Start of AVAILABLE RECORDS

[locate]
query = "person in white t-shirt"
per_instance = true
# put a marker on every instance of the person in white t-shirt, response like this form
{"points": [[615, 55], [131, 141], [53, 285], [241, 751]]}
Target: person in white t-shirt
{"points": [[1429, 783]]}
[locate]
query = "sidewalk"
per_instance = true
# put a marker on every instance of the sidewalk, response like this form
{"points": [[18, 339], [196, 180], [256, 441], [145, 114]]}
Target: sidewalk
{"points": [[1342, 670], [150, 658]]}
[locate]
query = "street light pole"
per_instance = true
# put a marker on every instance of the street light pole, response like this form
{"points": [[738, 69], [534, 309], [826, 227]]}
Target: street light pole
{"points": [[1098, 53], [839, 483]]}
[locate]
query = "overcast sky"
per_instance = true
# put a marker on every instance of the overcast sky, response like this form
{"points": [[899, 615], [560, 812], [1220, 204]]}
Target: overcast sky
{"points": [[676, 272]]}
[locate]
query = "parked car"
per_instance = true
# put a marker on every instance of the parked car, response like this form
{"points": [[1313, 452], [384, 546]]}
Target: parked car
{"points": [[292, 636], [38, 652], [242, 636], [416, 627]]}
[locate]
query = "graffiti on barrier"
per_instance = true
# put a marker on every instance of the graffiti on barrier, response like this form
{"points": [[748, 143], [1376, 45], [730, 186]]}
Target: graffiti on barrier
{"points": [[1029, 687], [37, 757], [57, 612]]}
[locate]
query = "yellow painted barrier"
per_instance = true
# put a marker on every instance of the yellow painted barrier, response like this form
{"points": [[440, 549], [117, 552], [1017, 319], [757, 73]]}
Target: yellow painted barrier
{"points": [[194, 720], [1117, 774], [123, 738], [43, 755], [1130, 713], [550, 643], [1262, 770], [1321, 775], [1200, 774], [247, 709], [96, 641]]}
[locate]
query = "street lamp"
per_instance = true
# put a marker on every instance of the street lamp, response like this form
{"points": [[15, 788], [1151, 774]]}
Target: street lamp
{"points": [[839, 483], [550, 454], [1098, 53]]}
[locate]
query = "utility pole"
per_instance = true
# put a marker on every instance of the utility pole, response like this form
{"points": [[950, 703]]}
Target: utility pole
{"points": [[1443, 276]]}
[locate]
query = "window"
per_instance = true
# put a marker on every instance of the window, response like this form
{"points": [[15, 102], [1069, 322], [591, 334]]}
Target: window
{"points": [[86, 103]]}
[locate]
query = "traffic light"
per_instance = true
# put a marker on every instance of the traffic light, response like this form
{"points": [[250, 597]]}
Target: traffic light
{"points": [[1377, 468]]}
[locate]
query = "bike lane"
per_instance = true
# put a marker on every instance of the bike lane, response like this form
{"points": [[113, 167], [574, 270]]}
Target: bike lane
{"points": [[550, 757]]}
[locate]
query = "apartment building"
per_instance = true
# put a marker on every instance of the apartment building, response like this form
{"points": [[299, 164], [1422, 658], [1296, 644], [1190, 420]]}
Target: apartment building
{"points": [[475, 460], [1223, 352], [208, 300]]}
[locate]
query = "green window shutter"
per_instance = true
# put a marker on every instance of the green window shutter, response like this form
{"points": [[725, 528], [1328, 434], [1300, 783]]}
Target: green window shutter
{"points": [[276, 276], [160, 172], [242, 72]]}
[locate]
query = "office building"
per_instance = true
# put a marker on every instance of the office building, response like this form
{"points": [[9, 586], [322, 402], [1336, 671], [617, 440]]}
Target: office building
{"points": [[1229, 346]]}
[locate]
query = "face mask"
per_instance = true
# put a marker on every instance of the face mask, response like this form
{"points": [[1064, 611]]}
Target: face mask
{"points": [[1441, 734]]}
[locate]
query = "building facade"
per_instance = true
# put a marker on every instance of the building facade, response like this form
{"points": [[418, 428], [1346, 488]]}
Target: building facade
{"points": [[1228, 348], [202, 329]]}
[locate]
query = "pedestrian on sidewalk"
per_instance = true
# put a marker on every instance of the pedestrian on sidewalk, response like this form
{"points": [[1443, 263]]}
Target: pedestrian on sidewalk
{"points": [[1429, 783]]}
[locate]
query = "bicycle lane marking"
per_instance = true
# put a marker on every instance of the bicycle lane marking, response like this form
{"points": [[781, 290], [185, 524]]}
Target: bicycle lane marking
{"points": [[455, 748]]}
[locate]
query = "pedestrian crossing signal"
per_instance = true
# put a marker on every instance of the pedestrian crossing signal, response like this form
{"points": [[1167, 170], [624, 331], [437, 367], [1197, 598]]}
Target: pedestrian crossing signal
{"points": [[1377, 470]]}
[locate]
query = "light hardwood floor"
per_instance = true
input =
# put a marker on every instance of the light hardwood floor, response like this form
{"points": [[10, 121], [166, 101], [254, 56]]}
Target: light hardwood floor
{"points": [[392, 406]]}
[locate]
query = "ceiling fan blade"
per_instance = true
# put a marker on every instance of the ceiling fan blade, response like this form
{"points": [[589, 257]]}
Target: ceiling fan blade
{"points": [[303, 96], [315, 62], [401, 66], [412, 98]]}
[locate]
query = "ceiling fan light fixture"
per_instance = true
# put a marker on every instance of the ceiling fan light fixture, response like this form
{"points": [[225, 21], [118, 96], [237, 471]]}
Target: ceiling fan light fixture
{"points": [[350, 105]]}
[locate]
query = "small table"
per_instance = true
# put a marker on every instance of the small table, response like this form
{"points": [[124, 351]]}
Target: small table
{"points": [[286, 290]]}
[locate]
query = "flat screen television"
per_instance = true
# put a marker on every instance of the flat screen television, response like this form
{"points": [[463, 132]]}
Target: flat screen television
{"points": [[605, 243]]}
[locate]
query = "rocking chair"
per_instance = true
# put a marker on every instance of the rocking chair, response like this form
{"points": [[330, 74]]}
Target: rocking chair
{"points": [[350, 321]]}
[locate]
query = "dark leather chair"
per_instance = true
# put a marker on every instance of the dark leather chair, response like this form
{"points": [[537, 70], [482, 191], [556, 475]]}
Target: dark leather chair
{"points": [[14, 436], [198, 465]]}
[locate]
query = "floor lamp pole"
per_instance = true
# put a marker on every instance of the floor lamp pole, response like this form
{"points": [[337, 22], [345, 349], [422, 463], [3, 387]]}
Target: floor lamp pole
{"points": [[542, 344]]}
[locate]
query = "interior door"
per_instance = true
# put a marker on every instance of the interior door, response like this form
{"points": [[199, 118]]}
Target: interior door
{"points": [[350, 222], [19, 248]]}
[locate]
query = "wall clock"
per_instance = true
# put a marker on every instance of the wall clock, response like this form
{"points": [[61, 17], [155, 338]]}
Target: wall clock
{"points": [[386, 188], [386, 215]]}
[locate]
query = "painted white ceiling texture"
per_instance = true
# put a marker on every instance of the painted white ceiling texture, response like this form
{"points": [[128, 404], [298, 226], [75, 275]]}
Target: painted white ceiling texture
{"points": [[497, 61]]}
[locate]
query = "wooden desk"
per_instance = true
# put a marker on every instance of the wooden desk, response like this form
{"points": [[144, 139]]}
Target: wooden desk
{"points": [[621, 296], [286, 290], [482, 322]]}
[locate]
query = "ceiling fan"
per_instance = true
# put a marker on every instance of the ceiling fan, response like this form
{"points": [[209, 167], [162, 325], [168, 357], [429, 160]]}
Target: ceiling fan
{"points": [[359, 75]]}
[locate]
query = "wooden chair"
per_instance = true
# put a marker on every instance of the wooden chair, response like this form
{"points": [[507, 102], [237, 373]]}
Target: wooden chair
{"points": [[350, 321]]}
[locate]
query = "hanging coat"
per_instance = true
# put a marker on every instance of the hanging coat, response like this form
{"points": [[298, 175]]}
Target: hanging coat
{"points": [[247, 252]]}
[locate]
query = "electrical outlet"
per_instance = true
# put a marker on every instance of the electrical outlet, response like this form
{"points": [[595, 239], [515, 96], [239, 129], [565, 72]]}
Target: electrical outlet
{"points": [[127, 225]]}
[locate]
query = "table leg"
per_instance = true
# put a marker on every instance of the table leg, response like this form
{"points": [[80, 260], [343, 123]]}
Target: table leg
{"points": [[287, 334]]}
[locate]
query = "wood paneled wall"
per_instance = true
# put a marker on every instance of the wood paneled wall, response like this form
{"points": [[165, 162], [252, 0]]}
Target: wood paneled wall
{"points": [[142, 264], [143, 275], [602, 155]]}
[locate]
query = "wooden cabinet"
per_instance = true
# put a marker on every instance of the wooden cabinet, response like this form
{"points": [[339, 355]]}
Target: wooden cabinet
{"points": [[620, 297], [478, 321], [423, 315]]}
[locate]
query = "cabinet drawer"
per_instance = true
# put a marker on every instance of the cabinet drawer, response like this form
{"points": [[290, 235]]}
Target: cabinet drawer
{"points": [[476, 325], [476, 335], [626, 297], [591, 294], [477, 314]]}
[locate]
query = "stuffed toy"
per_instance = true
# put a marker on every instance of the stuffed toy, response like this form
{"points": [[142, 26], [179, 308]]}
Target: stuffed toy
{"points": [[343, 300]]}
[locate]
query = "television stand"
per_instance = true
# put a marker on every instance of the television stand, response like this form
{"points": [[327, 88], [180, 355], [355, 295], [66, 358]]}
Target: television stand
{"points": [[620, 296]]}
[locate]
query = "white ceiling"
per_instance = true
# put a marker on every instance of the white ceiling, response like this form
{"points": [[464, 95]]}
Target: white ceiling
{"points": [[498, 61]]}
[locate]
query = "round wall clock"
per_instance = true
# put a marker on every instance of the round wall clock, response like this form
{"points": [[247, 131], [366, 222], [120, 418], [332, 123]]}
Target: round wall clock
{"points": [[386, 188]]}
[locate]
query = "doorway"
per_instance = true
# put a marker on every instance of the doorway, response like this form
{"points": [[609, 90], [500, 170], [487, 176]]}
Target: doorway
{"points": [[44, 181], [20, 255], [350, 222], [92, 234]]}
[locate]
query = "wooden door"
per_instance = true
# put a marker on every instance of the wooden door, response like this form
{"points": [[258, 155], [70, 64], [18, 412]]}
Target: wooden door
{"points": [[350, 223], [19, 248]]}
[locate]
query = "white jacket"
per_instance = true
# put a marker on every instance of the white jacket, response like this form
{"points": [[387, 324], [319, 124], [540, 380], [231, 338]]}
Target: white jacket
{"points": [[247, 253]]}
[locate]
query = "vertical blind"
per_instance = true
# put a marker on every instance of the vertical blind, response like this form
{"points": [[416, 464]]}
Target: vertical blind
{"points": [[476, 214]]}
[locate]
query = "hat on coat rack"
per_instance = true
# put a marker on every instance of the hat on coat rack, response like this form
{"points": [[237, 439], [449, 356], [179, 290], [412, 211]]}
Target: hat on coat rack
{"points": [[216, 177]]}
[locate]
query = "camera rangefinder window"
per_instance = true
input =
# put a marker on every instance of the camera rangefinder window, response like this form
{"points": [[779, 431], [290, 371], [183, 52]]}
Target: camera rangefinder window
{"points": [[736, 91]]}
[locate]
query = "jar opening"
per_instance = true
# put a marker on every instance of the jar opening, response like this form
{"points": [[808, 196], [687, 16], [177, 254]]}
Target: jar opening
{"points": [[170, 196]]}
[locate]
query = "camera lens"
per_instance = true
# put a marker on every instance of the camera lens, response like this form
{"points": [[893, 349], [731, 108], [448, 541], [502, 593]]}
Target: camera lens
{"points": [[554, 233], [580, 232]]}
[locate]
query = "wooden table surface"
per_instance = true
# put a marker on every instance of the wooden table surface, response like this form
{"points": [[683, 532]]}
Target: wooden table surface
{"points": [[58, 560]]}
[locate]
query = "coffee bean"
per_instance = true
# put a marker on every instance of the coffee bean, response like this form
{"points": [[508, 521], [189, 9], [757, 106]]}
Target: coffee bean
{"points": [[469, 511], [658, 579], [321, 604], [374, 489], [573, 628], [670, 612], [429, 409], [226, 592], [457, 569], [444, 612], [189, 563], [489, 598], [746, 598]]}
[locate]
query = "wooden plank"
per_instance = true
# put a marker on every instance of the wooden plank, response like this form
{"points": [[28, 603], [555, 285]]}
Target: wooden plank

End of AVAILABLE RECORDS

» **TASK BRIEF**
Wherever a line in the data above holds "plank", copy that line.

» **ANSWER SECTION**
query = "wooden plank"
# put a marker on every instance of the wooden plank, response like this form
Target: wooden plank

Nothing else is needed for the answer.